> Task statement: Using the listing below, work out how many lines contain the word "instance", and respond with that number alone.

> Data to use:

■ ■ ■

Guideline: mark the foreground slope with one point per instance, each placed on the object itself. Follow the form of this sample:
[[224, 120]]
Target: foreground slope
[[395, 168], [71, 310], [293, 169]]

■ ■ ■

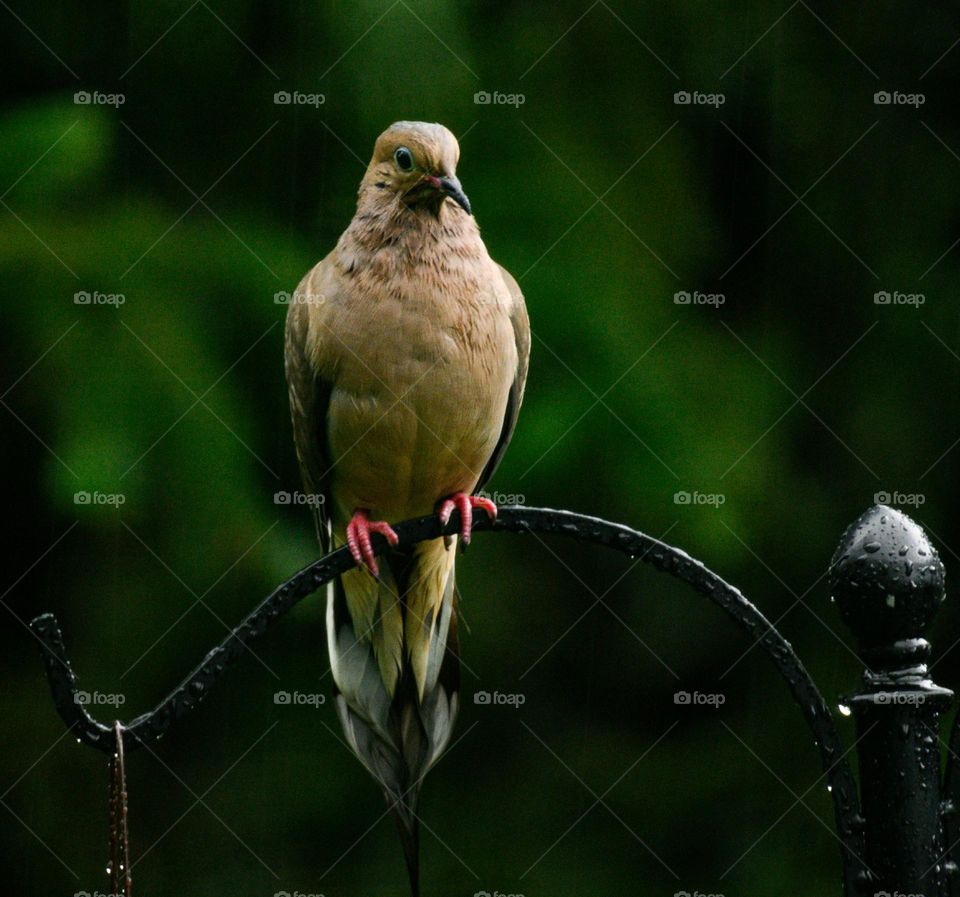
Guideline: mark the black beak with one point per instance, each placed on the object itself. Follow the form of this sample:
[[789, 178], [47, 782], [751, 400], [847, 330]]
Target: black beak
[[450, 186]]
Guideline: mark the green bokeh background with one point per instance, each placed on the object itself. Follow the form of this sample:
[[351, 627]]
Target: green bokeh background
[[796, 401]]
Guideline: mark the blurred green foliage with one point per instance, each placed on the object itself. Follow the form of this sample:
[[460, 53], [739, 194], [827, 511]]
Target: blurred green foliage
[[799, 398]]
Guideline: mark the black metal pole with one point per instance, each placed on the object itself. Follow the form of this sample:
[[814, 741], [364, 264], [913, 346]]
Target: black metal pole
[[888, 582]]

■ ■ ■

> Response for this exercise: 5